[Referring expression data]
▬▬▬

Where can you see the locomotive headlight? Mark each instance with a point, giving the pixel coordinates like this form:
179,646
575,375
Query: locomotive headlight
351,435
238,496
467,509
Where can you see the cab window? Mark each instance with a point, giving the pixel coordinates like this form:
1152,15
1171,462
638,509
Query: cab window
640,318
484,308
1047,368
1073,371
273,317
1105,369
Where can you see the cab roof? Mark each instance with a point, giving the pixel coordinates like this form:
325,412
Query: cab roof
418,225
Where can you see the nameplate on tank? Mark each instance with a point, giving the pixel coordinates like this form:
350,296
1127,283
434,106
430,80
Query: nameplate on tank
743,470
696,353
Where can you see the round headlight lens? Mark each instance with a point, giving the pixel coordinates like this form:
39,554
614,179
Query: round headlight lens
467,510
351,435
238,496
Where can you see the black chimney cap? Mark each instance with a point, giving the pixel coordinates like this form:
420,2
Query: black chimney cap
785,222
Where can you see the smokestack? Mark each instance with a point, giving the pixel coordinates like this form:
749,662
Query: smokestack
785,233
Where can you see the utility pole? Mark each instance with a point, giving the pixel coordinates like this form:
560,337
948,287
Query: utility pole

▬▬▬

● YOUR GOAL: State how many lines in the entries hold the word "utility", giving the number alone.

● EXERCISE ANSWER: 2